- WORK INSTRUCTIONS: Reproduce the data below word for word, from start to finish, leaving out any images.

- THE RECORDS:

------------------------------------

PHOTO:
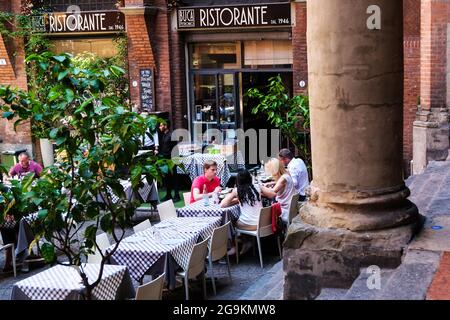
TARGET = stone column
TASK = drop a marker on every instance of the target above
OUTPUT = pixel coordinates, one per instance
(431, 130)
(358, 213)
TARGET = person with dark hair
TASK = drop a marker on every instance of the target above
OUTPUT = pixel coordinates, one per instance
(208, 180)
(248, 196)
(25, 166)
(166, 146)
(298, 171)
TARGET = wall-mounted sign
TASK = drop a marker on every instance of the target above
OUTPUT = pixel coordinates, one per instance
(79, 22)
(234, 16)
(146, 90)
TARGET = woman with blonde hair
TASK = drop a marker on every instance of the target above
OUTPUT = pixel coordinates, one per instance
(284, 188)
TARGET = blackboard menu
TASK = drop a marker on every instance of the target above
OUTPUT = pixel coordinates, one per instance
(146, 90)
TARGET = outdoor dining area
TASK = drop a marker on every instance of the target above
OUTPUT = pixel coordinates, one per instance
(181, 248)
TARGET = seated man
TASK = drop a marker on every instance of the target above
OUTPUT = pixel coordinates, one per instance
(297, 170)
(25, 166)
(209, 180)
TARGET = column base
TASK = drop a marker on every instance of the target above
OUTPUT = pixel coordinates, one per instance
(316, 257)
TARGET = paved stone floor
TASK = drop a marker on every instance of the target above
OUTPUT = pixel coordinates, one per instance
(244, 274)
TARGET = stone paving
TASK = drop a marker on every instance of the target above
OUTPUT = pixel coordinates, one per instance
(244, 275)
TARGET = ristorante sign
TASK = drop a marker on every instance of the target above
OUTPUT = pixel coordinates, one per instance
(79, 22)
(234, 16)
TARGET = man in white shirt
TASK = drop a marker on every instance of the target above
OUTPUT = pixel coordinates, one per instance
(297, 170)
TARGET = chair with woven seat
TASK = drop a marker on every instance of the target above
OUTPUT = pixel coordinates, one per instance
(218, 249)
(187, 198)
(264, 229)
(196, 266)
(13, 258)
(103, 243)
(151, 290)
(166, 210)
(142, 226)
(293, 208)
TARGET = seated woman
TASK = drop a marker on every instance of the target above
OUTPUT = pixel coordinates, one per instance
(249, 198)
(284, 188)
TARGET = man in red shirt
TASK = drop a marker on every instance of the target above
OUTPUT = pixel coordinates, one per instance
(208, 179)
(25, 166)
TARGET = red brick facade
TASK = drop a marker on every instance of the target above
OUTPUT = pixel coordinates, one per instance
(412, 75)
(154, 43)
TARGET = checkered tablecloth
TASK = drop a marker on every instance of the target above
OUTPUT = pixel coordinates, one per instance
(193, 164)
(198, 209)
(141, 254)
(63, 282)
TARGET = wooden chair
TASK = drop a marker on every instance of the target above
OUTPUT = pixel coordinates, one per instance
(196, 266)
(13, 253)
(166, 210)
(293, 208)
(151, 290)
(264, 229)
(103, 243)
(218, 249)
(142, 226)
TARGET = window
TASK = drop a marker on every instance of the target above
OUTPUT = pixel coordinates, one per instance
(268, 53)
(215, 56)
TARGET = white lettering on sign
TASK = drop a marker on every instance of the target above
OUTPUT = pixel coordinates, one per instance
(216, 17)
(374, 21)
(77, 22)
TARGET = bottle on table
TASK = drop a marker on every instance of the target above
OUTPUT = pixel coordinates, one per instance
(205, 196)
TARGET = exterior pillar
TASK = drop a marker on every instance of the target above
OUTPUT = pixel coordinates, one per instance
(431, 130)
(358, 213)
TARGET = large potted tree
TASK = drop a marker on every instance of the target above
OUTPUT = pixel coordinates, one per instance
(97, 138)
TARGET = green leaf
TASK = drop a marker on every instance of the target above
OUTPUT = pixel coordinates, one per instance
(63, 74)
(53, 133)
(69, 95)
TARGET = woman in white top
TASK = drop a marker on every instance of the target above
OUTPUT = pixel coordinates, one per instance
(249, 198)
(284, 188)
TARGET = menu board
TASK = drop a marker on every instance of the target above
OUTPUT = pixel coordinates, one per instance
(146, 90)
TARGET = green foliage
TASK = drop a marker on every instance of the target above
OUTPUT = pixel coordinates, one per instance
(75, 103)
(290, 115)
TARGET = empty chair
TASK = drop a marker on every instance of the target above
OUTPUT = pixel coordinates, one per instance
(103, 243)
(218, 249)
(142, 226)
(187, 198)
(196, 266)
(263, 229)
(151, 290)
(166, 210)
(13, 258)
(293, 208)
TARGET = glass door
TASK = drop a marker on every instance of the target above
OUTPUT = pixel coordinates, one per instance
(214, 107)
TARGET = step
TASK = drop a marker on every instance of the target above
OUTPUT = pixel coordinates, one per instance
(267, 287)
(412, 278)
(361, 290)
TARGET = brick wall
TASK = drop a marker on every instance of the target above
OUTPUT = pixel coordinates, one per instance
(179, 91)
(433, 61)
(300, 64)
(411, 42)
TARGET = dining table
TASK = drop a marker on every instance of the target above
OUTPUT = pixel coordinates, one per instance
(164, 247)
(63, 282)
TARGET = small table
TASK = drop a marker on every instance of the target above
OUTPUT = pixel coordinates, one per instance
(64, 283)
(198, 209)
(144, 252)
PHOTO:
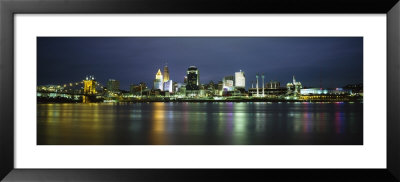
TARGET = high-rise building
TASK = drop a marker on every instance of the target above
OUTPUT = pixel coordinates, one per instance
(273, 85)
(193, 78)
(166, 74)
(168, 86)
(228, 83)
(158, 82)
(294, 87)
(240, 79)
(113, 85)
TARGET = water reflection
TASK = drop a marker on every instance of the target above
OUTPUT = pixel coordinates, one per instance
(200, 123)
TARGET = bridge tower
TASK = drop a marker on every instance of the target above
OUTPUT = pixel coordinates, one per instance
(89, 88)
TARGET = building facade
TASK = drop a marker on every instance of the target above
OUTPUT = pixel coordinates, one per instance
(158, 81)
(240, 79)
(113, 85)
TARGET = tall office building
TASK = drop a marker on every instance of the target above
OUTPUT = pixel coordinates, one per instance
(228, 83)
(168, 86)
(166, 73)
(158, 82)
(240, 79)
(113, 85)
(193, 78)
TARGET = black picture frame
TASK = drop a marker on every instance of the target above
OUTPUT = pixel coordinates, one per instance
(8, 8)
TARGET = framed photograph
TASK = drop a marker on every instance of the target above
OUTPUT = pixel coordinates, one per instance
(202, 91)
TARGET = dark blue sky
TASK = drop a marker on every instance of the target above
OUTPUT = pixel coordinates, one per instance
(336, 61)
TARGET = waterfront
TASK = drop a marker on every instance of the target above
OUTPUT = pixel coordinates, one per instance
(208, 123)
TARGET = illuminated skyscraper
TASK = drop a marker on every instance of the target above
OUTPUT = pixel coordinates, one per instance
(193, 78)
(158, 82)
(228, 82)
(240, 79)
(113, 85)
(168, 86)
(89, 85)
(89, 88)
(263, 84)
(257, 85)
(166, 73)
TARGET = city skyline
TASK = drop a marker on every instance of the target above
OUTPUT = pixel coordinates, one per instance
(110, 58)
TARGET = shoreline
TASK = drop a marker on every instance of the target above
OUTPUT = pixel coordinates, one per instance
(221, 101)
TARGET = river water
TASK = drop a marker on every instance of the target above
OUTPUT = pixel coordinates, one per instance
(239, 123)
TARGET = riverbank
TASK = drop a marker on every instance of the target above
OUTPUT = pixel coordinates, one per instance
(202, 100)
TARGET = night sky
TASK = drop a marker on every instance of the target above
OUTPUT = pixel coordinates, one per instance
(315, 61)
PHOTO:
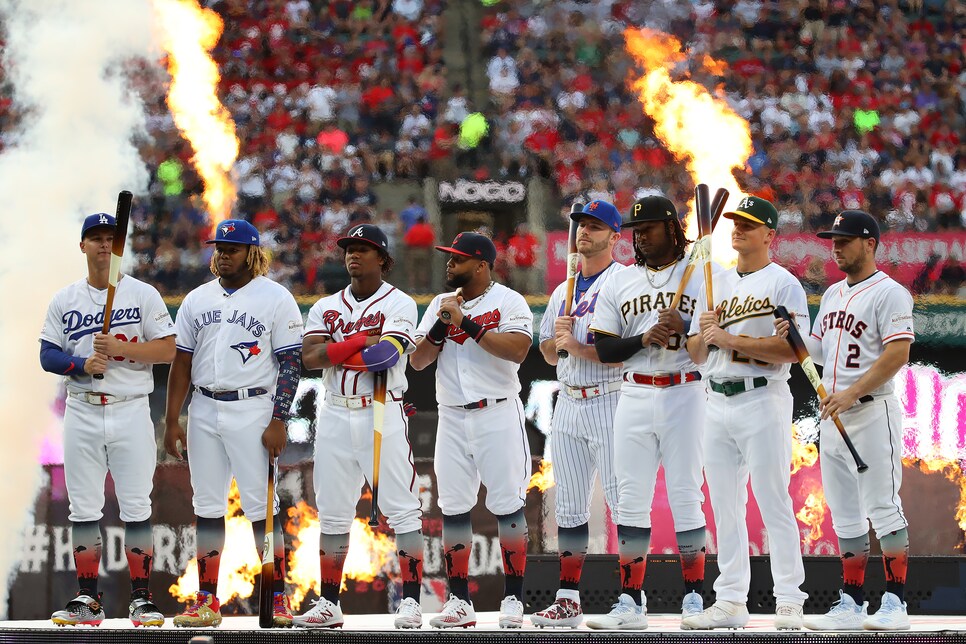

------------------------------------

- COMPLETE RESPONSE:
PHOTO:
TARGET = stone column
TASK = drop a marker on every instance of the target above
OUTPUT = pixel coordinates, one per instance
(431, 130)
(358, 213)
TARGET = person with dark hair
TASK = drop a marker on every instance of the target above
OUTPUT = pixel coordinates, one per instance
(208, 180)
(248, 196)
(25, 166)
(166, 146)
(298, 171)
TARGET = wall-mounted sign
TASK = drop a marker on every instance of the target above
OUTPUT = pixel coordinates, one per instance
(79, 22)
(234, 16)
(146, 90)
TARGET = woman with blonde hair
TASK = drop a marker on every instance of the target above
OUTPUT = pixel coordinates, one per instance
(284, 188)
TARGET = blackboard menu
TASK = drop a marker on every instance of the target above
OUTPUT = pixel coordinates, one per instance
(146, 90)
TARGET = outdoor dining area
TASK = drop a marker on every instance of the target above
OUTPUT = pixel coordinates, one per instance
(181, 248)
TARGET = seated man
TASK = drop a marker on every instance of the target above
OUTPUT = pixel coordinates, one per instance
(297, 170)
(25, 166)
(209, 180)
TARGET = column base
TASK = drop a marker on every instance of the target above
OUTPUT = pixel coordinates, one per instance
(316, 257)
TARGET = paved stone floor
TASK = drop a marker on every instance of the target above
OUTPUT = pixel coordinates, one per instance
(244, 274)
TARGET = stone paving
TASK = drop a marker on every instance of the target above
OUTPUT = pixel coordinates, one per instance
(244, 275)
TARGET = ristorante sign
TASK = drop a marker on every instance of the target above
OUTPUT = pixel coordinates, one per instance
(79, 22)
(234, 16)
TARGET = man in white shirt
TASK = drop a marker on every instance of the target above
OUTPUT = pixel coordinates, one per instance
(297, 170)
TARGET = chair with woven seat
TASK = drop a marker on every instance of the target above
OUTPUT = pixel coordinates, one per instance
(218, 249)
(187, 198)
(264, 229)
(196, 266)
(13, 258)
(103, 243)
(151, 290)
(166, 210)
(142, 226)
(293, 208)
TARGET = seated woman
TASK = drop a marker on every instance of the target above
OUTPUT = pixel coordinates, one per instance
(249, 198)
(284, 188)
TARGET = man in red shirt
TASK = drop a marker on every instance of the target above
OUTPUT = pixel coordinates, one per instance
(208, 179)
(25, 166)
TARGET = red brick facade
TASK = drop a marker on every instance of the target above
OUTPUT = pixel coordinates, one per instance
(412, 75)
(154, 43)
TARGET = checkered tablecloth
TASK = drop a marker on every instance of the target above
OUTPUT = pixel coordinates, one per instance
(193, 164)
(198, 209)
(141, 254)
(63, 282)
TARGET = wooden chair
TASK = drop a marker on every instance of the target above
OUTPUT = pixel coordinates, one per instance
(196, 266)
(13, 253)
(166, 210)
(293, 208)
(151, 290)
(264, 229)
(103, 243)
(218, 249)
(142, 226)
TARGET = window
TASK = drop a marker on every instance of the target above
OUTPUT = pixel coordinates, one per instance
(268, 53)
(215, 56)
TARGET = white lettering on sign
TASK = drop a marker on every instance of the target above
OUTPUT = pixel coordinates, one per instance
(216, 17)
(374, 21)
(77, 22)
TARGET = bottle on table
TASK = drop a marker on every instance of the target above
OUTPUT = pixel coordinates, one per instance
(205, 196)
TARGET = exterior pillar
TASK = drop a marker on every instance of the target above
OUTPUT = pixel coordinates, one per instance
(431, 130)
(358, 213)
TARGET = large potted tree
TASK = drop a marker on every instance of the target above
OUTPUT = pixel coordinates, one per instance
(97, 138)
TARGET = green leaf
TASK = drop a marker on every instance of the target above
OUTPUT = pixel coordinates, one per instance
(63, 74)
(53, 133)
(69, 95)
TARGET = woman in white top
TASK = drop a marker on every instance of the target above
OUTPUT = pixel coordinates, one per instance
(249, 198)
(284, 188)
TARGET = menu board
TASK = drop a marker on every instance of the target above
OUTPUT = pixel coordinates, one per instance
(146, 90)
TARGET = green foliage
TASK = drop a marker on every instance of the target above
OUTPUT = pixel coordinates, one per instance
(75, 103)
(290, 115)
TARGET = empty chair
TASK = drop a marker on every instance of the target above
OUTPUT = pixel coordinates, one per instance
(103, 243)
(218, 249)
(142, 226)
(187, 198)
(196, 266)
(263, 229)
(151, 290)
(166, 210)
(13, 258)
(293, 208)
TARGET = glass door
TASK = drop a marker on every instance of the target above
OUTPUT = pixel coordinates, one per instance
(214, 107)
TARGET = step
TASK = drop a marker on every instance of the target above
OUTPUT = pixel coordinates, one per instance
(267, 287)
(412, 278)
(361, 290)
TARGET = brick wall
TASK = drop a marker on every instance of the target above
OUTPUT = pixel coordinates, one per instance
(179, 91)
(433, 61)
(300, 64)
(411, 42)
TARGET = dining table
TASK = drop a marker on every instance of the target above
OUTPUT = pixel coordinates, one per instance
(164, 247)
(63, 282)
TARGET = small table
TASK = drop a marker on every instance of the target above
OUTPUT = pixel coordinates, one per instance
(64, 283)
(198, 209)
(144, 252)
PHOTO:
TARGET = high-rise building
TASK = drop a marker on every instance of the target above
OUTPUT = pixel coordinates, one per instance
(273, 85)
(193, 78)
(166, 74)
(168, 86)
(228, 83)
(158, 82)
(294, 87)
(240, 79)
(113, 85)
TARGET = water reflection
TASK = drop a marker on every instance of the target above
OUTPUT = pixel coordinates, one per instance
(200, 123)
TARGET = bridge tower
TASK = drop a marker on every instance of the target above
OUTPUT = pixel coordinates, one per instance
(89, 88)
TARGET = building facade
TASK = drop a marker on every instance of the target above
OUTPUT = pixel coordinates, one per instance
(158, 81)
(240, 79)
(113, 85)
TARGET = tall office building
TASK = drop a marker on every instance of the target above
OUTPUT = pixel coordinates, one per instance
(228, 83)
(168, 86)
(166, 73)
(158, 82)
(240, 79)
(113, 85)
(193, 78)
TARGET = black picture frame
TASK = drop a marker on every instance of the target above
OUTPUT = pixel coordinates, one per instance
(8, 8)
TARGET = framed photograph
TASK = drop a marker on every instance of the target above
OUTPUT = pixel coordinates, one per instance
(202, 91)
TARGET = dark blue sky
TASK = drop a marker on every instance of the target above
OUTPUT = pixel coordinates, one per instance
(336, 61)
TARGET = waterfront
TASK = drop a marker on every instance of the target above
OUTPUT = pixel coordinates, one per instance
(208, 123)
TARGET = illuminated skyscraper
TASK = drop a marker on every instance of the target above
OUTPUT = pixel coordinates, one per instance
(193, 78)
(158, 82)
(228, 82)
(240, 79)
(113, 85)
(168, 86)
(89, 85)
(89, 88)
(263, 84)
(257, 85)
(166, 73)
TARGET = city skyline
TASK = drop a marker on every instance of the target above
OUTPUT = pixel coordinates, one per instance
(110, 58)
TARGET = shoreline
TASK = drop a marker on every instance of the target above
OUTPUT = pixel coordinates, one per instance
(221, 101)
TARGET = river water
TASK = drop a marker on every instance of the target above
OUTPUT = pixel coordinates, one per instance
(239, 123)
TARGET = riverbank
TASK = drop a marker on every instance of the target above
OUTPUT = pixel coordinates, one per instance
(202, 100)
TARGET = night sky
TASK = drop a marker on every instance of the target above
OUTPUT = pixel coordinates, one per instance
(315, 61)
PHOTO:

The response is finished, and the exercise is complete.